Render the part of the material below that opens with the line containing "as point(181, 335)." and closes with the line containing "point(384, 122)" as a numbered list, leaving out any blank lines.
─── Data shown
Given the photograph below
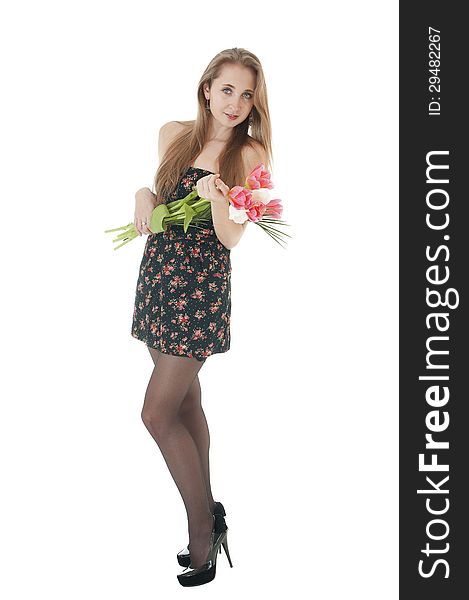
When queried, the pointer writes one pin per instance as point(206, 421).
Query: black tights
point(173, 414)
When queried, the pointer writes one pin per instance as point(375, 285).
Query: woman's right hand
point(145, 202)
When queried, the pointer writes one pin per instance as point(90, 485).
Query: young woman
point(183, 296)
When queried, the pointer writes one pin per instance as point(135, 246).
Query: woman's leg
point(169, 383)
point(193, 417)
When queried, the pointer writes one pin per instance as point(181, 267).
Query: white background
point(303, 409)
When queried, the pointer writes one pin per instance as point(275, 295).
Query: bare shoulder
point(168, 132)
point(253, 154)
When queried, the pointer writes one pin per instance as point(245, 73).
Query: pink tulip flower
point(259, 178)
point(241, 198)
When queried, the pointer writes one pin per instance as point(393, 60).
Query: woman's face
point(232, 93)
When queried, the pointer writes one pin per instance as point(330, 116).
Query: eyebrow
point(229, 85)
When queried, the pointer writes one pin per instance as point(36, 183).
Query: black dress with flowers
point(183, 296)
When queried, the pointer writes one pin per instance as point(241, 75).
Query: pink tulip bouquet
point(249, 202)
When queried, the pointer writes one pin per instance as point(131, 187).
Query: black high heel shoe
point(206, 573)
point(184, 557)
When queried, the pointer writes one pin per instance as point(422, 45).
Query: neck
point(217, 132)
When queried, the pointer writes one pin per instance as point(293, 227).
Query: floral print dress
point(183, 295)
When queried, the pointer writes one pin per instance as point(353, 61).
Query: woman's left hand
point(212, 188)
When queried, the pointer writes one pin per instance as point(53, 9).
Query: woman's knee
point(192, 399)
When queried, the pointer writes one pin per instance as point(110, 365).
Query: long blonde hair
point(187, 145)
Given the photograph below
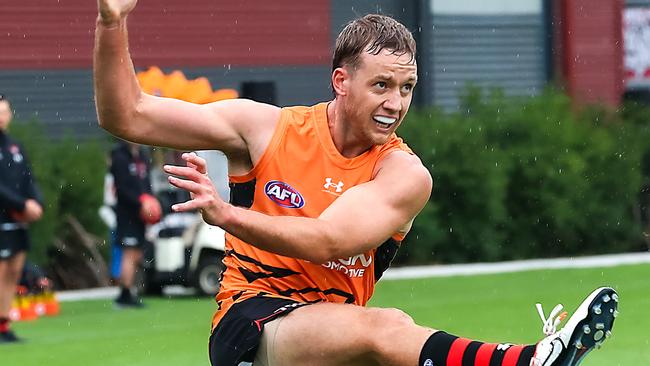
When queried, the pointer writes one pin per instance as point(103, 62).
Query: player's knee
point(387, 324)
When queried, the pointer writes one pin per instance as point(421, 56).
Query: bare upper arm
point(240, 128)
point(368, 214)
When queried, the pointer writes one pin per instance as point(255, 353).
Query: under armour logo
point(503, 346)
point(338, 186)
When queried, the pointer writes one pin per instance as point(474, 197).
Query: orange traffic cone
point(14, 312)
point(52, 306)
point(39, 304)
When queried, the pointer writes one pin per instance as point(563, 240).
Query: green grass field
point(497, 308)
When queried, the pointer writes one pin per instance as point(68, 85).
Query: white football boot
point(587, 329)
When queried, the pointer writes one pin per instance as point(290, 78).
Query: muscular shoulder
point(253, 123)
point(403, 172)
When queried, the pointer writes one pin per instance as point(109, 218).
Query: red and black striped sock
point(4, 325)
point(442, 349)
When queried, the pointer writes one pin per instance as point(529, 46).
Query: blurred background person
point(135, 208)
point(107, 214)
point(20, 205)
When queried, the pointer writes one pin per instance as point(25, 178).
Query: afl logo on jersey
point(283, 194)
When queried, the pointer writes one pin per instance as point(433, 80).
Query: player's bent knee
point(391, 317)
point(388, 323)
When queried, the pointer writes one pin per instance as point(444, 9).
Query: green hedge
point(70, 175)
point(513, 178)
point(521, 178)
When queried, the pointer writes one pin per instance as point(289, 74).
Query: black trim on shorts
point(13, 242)
point(237, 336)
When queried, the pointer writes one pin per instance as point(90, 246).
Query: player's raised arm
point(127, 112)
point(361, 219)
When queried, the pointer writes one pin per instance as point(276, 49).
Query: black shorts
point(238, 334)
point(132, 237)
point(13, 242)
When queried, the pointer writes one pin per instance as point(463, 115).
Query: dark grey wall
point(505, 51)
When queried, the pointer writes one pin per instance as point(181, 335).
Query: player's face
point(5, 115)
point(380, 94)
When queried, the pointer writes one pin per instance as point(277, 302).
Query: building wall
point(500, 43)
point(592, 50)
point(47, 72)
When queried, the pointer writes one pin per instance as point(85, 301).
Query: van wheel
point(208, 275)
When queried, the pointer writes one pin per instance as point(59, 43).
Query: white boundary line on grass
point(516, 266)
point(440, 271)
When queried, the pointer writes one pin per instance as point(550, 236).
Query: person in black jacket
point(20, 205)
point(136, 207)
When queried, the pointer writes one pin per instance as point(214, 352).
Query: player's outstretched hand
point(203, 196)
point(111, 11)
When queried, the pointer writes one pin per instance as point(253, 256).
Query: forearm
point(117, 91)
point(299, 237)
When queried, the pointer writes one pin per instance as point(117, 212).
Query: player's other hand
point(150, 210)
point(203, 196)
point(32, 212)
point(112, 11)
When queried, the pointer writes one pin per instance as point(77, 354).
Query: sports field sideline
point(492, 307)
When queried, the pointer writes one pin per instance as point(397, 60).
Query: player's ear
point(341, 80)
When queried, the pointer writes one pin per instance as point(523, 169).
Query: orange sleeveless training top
point(300, 174)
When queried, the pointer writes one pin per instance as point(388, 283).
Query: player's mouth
point(384, 122)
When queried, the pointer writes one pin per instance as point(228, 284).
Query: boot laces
point(553, 320)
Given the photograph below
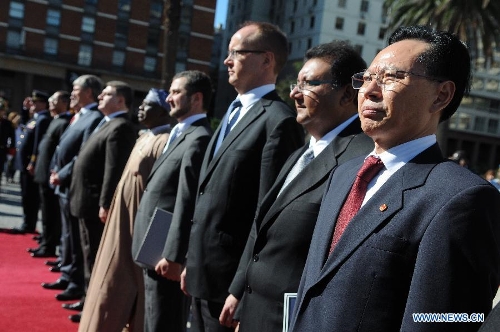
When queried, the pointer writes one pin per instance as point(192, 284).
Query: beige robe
point(115, 296)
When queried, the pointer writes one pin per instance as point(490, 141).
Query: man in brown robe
point(115, 297)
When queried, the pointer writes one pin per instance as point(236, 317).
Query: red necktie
point(370, 168)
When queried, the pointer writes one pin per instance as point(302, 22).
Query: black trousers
point(166, 306)
point(30, 200)
point(90, 236)
point(71, 247)
point(205, 316)
point(51, 218)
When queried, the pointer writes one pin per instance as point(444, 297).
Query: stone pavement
point(11, 212)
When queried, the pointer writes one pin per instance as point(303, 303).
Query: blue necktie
point(173, 135)
point(234, 114)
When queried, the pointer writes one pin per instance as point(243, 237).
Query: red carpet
point(25, 305)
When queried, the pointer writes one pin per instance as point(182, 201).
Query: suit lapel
point(251, 116)
point(174, 146)
point(370, 216)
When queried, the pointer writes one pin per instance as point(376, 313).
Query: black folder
point(154, 241)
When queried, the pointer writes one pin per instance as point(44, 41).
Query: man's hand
point(169, 270)
point(183, 282)
point(54, 179)
point(31, 169)
point(227, 314)
point(103, 214)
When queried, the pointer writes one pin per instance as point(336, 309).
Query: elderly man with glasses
point(404, 232)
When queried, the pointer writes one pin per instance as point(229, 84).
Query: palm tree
point(477, 22)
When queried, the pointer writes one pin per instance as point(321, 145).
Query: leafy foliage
point(477, 22)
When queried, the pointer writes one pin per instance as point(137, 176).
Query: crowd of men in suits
point(365, 221)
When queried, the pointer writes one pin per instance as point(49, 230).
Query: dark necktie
point(370, 168)
point(234, 113)
point(301, 163)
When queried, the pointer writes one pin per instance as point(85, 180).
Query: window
point(358, 48)
point(16, 10)
point(118, 58)
point(364, 6)
point(124, 5)
point(361, 28)
point(381, 33)
point(156, 10)
point(88, 24)
point(85, 55)
point(50, 46)
point(339, 23)
point(149, 64)
point(14, 39)
point(53, 17)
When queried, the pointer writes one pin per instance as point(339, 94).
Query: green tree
point(477, 22)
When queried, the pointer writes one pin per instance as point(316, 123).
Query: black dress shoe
point(56, 268)
point(42, 253)
point(75, 318)
point(78, 306)
point(58, 284)
point(52, 263)
point(69, 295)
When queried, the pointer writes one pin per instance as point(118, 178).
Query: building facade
point(45, 44)
point(475, 128)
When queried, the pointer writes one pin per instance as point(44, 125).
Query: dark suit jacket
point(47, 147)
point(172, 186)
point(231, 184)
point(427, 242)
point(277, 248)
point(31, 138)
point(70, 144)
point(99, 166)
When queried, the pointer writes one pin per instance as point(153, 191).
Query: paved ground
point(10, 204)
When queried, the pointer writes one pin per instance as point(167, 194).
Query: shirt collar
point(396, 157)
point(320, 144)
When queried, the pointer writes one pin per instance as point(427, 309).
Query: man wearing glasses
point(243, 158)
point(426, 237)
point(276, 252)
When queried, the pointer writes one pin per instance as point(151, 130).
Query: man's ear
point(445, 93)
point(349, 95)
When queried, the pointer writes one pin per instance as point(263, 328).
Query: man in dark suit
point(98, 168)
point(51, 214)
point(243, 159)
point(427, 236)
point(7, 135)
point(171, 186)
point(27, 154)
point(86, 89)
point(276, 251)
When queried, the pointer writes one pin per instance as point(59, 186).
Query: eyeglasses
point(232, 53)
point(308, 84)
point(386, 79)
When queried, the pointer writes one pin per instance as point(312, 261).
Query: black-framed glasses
point(308, 84)
point(385, 79)
point(232, 53)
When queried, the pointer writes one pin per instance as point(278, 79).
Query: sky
point(220, 13)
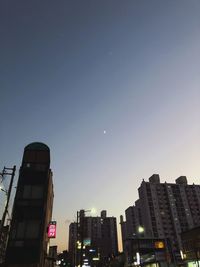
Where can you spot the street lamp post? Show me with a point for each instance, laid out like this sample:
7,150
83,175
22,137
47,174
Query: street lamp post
11,172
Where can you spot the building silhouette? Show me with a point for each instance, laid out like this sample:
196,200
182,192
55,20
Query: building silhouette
32,210
163,210
93,237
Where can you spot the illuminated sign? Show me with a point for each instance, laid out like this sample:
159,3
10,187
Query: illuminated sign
52,230
159,244
87,242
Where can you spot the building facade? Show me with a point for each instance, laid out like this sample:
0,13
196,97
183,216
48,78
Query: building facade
93,239
164,210
32,210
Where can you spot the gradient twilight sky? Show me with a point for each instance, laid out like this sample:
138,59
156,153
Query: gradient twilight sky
70,70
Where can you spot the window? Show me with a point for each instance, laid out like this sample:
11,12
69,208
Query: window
33,192
27,230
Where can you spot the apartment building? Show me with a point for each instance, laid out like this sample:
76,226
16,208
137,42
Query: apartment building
164,210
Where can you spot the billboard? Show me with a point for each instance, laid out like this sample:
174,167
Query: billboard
52,230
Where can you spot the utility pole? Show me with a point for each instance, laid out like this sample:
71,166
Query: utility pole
10,172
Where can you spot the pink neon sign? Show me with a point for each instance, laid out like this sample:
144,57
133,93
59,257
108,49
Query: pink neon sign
52,230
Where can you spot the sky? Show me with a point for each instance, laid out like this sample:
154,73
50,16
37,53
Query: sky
112,87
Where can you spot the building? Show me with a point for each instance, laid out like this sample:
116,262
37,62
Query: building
148,252
32,210
164,210
95,239
191,247
72,243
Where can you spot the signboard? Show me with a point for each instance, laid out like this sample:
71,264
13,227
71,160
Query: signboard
87,242
52,229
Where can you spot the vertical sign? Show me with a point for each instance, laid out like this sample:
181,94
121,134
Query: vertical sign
52,229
──────
* _Answer below_:
1. When queried, the pointer writes one pin per instance as point(181, 335).
2. Query: player's face
3. point(5, 115)
4. point(380, 94)
5. When queried, the pointer writes one pin per instance as point(277, 302).
6. Query: building wall
7. point(500, 43)
8. point(592, 50)
9. point(47, 72)
10. When queried, the pointer writes one pin per instance as point(85, 301).
11. Query: van wheel
12. point(208, 275)
13. When queried, the pointer writes one pin per instance as point(59, 43).
14. Query: white boundary line on grass
15. point(516, 266)
16. point(440, 271)
17. When queried, the pointer writes one pin per instance as point(550, 236).
18. Query: person in black jacket
19. point(20, 205)
20. point(136, 207)
21. When queried, the pointer writes one pin per instance as point(214, 352).
22. Query: player's outstretched hand
23. point(203, 196)
24. point(111, 11)
25. When queried, the pointer writes one pin per instance as point(253, 256).
26. Query: forearm
27. point(117, 91)
28. point(299, 237)
29. When queried, the pointer writes one pin per instance as point(117, 212).
30. Query: player's other hand
31. point(150, 210)
32. point(203, 196)
33. point(32, 212)
34. point(112, 11)
35. When queried, the pointer writes one pin per instance as point(77, 354).
36. Query: sports field sideline
37. point(492, 307)
38. When queried, the pointer writes one pin per instance as point(397, 60).
39. Query: player's ear
40. point(341, 80)
41. When queried, the pointer writes one pin per instance as point(523, 169).
42. Query: orange sleeveless training top
43. point(300, 174)
44. When queried, the pointer writes one pin per instance as point(388, 283).
45. Query: player's mouth
46. point(384, 122)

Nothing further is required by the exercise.